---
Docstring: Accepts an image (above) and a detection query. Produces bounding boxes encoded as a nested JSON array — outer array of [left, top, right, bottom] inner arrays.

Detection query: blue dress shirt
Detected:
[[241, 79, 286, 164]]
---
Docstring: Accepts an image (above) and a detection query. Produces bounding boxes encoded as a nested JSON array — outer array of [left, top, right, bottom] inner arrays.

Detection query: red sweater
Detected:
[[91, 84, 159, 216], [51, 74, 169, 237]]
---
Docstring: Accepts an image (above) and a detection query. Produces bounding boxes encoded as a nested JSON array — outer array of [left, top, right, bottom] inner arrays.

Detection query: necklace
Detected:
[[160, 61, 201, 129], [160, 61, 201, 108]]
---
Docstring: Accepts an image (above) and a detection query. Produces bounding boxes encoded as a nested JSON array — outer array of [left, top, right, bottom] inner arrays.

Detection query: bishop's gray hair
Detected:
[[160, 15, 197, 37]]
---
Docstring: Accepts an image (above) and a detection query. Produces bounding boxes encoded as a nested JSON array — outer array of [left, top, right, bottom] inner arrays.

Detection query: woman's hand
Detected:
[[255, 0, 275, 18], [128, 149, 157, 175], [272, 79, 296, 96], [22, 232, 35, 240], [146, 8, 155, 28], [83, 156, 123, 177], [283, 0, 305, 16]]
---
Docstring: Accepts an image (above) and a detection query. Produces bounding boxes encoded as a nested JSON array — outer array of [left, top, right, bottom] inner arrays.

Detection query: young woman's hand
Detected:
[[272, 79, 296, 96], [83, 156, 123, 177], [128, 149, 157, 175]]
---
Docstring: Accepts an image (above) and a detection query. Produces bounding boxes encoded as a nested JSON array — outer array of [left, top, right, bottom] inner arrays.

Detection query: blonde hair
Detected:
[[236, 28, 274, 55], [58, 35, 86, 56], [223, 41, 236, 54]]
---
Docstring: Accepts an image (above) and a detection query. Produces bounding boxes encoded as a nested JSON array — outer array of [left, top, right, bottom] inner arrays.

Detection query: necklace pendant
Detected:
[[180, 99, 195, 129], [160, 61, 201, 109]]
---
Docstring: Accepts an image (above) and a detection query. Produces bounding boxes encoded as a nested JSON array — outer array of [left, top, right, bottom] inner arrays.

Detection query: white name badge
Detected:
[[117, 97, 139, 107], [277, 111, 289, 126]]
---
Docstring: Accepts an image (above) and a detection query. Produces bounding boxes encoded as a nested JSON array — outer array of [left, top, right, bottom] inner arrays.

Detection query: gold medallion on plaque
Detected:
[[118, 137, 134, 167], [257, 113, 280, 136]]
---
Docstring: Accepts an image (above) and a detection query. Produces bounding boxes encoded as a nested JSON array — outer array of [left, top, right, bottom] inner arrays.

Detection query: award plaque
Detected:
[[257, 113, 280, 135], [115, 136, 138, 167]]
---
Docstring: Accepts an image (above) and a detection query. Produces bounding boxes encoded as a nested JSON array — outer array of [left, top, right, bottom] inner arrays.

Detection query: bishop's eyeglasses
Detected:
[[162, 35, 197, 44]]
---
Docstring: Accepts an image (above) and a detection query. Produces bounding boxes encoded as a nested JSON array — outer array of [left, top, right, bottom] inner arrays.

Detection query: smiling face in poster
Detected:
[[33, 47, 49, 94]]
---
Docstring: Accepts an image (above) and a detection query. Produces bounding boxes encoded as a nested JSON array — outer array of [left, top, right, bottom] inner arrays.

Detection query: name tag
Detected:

- **Problem description**
Pull out every line above that holds the word "woman".

- **Problem solution**
Detection query: woman's hand
Detection query: young woman's hand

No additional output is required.